* [Stated task]: Reproduce the listing below, substituting "marker" for each occurrence of "dot" and keeping everything else unchanged.

* [Stored records]:
+++

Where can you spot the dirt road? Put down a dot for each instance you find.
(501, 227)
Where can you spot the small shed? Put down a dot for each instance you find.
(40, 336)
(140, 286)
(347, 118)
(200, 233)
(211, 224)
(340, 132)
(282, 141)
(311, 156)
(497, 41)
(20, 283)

+++

* [Written solution]:
Where can you spot the dirt road? Put down a marker for each instance you find.
(501, 227)
Where can you spot the small shed? Put down a marker for each instance you find.
(40, 336)
(140, 286)
(347, 118)
(200, 233)
(211, 224)
(340, 132)
(282, 141)
(311, 156)
(497, 41)
(20, 283)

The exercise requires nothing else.